Format the lines from the line with "pier in the photo above." to the line with "pixel 417 67", both included, as a Markdown table with the columns Row and Line. Skip blank lines.

--- start of RECORD EXCERPTS ---

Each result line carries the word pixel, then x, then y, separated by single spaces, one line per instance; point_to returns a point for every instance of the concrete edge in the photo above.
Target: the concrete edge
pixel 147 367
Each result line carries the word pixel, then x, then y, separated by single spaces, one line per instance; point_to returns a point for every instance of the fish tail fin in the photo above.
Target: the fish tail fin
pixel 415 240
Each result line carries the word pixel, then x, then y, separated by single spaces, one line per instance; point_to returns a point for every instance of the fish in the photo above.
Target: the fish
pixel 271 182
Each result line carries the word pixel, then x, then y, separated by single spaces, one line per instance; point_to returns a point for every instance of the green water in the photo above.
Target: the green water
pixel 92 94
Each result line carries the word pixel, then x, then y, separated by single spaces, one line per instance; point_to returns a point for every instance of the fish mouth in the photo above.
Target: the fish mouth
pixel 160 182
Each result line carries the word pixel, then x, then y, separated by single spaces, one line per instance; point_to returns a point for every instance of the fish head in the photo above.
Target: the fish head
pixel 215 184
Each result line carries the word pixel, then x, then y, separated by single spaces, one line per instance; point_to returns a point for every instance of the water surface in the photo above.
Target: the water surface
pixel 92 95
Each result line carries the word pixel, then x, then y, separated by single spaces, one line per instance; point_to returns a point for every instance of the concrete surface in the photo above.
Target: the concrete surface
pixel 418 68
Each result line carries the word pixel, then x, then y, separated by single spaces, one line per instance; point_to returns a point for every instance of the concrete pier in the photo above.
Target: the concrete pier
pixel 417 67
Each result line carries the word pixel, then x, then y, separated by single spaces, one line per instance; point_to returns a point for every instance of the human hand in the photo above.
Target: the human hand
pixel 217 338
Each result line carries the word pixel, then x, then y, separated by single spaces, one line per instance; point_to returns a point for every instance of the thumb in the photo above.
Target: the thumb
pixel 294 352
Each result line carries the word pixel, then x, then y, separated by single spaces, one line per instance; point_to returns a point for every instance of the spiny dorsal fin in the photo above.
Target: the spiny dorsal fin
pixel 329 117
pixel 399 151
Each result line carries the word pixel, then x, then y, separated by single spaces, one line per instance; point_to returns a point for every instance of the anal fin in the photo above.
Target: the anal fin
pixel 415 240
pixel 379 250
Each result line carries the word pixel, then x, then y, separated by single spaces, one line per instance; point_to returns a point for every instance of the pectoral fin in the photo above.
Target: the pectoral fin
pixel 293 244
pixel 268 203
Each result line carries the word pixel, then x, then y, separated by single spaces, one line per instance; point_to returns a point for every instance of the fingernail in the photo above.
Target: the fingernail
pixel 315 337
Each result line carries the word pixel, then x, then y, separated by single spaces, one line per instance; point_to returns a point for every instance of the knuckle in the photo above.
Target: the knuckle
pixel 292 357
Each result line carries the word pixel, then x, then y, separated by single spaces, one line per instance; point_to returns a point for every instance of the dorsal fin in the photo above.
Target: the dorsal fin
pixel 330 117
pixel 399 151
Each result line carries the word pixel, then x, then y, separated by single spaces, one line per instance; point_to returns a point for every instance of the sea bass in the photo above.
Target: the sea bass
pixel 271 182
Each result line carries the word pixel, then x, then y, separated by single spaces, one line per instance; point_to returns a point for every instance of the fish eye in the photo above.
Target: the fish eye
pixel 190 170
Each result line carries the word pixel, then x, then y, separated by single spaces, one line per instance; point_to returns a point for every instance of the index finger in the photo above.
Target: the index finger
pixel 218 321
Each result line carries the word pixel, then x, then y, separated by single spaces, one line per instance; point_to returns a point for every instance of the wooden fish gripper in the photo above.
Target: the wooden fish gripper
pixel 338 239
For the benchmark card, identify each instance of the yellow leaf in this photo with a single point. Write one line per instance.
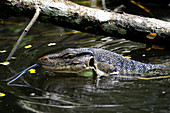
(3, 51)
(28, 46)
(2, 94)
(32, 70)
(128, 57)
(151, 36)
(5, 63)
(51, 44)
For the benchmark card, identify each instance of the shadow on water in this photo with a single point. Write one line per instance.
(69, 92)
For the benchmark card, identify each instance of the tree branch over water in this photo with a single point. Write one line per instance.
(68, 14)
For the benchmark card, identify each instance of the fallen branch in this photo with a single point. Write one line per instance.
(25, 32)
(68, 14)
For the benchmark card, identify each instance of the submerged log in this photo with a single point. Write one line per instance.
(71, 15)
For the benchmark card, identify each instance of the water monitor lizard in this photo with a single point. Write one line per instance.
(102, 62)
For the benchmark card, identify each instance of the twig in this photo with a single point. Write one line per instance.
(25, 32)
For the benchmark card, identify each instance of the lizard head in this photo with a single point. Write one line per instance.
(69, 61)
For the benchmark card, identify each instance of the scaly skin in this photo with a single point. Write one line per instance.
(101, 61)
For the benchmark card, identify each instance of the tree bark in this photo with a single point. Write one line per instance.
(68, 14)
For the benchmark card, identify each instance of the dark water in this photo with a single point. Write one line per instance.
(71, 93)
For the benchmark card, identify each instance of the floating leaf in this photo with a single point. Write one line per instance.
(151, 36)
(2, 94)
(125, 51)
(88, 73)
(3, 51)
(28, 46)
(13, 57)
(128, 57)
(32, 71)
(115, 81)
(157, 47)
(5, 63)
(51, 44)
(148, 49)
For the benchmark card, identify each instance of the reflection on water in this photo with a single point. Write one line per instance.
(71, 93)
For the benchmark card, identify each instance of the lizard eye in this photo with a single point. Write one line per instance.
(91, 63)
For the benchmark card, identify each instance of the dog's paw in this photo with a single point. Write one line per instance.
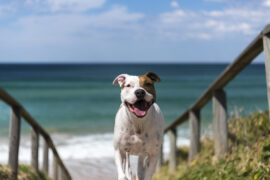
(123, 178)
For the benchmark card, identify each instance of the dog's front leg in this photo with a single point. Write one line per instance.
(151, 164)
(120, 159)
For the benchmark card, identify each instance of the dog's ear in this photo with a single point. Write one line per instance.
(152, 76)
(120, 79)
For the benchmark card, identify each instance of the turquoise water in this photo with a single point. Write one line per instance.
(81, 99)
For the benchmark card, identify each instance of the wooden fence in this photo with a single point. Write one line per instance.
(216, 92)
(18, 111)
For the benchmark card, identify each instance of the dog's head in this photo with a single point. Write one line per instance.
(137, 92)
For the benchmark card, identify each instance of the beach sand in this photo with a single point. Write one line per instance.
(92, 169)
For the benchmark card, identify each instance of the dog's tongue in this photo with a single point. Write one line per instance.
(139, 112)
(140, 108)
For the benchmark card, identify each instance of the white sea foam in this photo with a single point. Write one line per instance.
(93, 146)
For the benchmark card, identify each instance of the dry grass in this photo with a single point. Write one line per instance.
(249, 156)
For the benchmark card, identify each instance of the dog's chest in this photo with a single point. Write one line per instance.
(140, 142)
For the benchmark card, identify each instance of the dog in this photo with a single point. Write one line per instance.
(139, 126)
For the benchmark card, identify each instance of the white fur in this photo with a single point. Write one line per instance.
(137, 136)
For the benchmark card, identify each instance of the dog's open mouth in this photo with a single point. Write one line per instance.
(139, 108)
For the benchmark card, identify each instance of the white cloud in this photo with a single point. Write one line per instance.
(64, 5)
(213, 23)
(74, 5)
(266, 3)
(173, 17)
(216, 1)
(174, 4)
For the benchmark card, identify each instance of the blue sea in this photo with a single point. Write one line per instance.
(77, 103)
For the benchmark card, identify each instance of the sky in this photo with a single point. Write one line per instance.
(138, 31)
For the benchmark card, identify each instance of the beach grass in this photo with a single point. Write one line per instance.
(24, 173)
(248, 157)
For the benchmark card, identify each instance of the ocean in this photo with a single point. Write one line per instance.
(77, 103)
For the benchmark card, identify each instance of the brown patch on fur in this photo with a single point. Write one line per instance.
(123, 85)
(147, 82)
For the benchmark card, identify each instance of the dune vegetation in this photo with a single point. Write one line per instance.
(248, 157)
(24, 173)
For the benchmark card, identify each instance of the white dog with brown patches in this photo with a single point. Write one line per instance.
(138, 126)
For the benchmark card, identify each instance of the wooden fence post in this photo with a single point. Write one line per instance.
(14, 141)
(160, 161)
(220, 123)
(266, 47)
(194, 126)
(173, 150)
(55, 168)
(62, 174)
(45, 157)
(35, 146)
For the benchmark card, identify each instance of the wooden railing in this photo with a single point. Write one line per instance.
(216, 92)
(18, 111)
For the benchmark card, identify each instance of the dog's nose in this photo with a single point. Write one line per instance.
(140, 93)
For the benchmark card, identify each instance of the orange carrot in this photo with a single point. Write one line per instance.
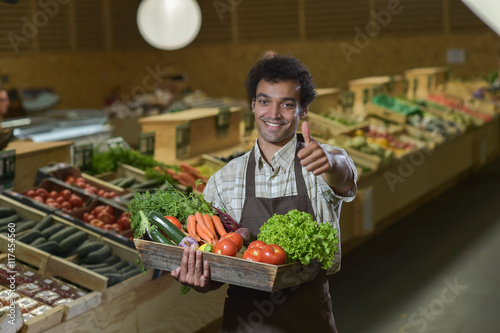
(218, 225)
(209, 223)
(191, 227)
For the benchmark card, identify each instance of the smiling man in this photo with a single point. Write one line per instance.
(279, 174)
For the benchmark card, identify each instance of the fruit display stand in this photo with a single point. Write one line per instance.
(138, 304)
(190, 133)
(31, 156)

--- end of RECORD EXCERPTS ---

-- TASK RESPONSE --
| Row | Line |
|---|---|
| 1 | Each result line carries the word pixel, then x, then y, separated by single spaces, one line per instance; point_to returns a point for every instance of the concrete pier in the photo above. |
| 2 | Target: the concrete pier |
| 3 | pixel 417 67 |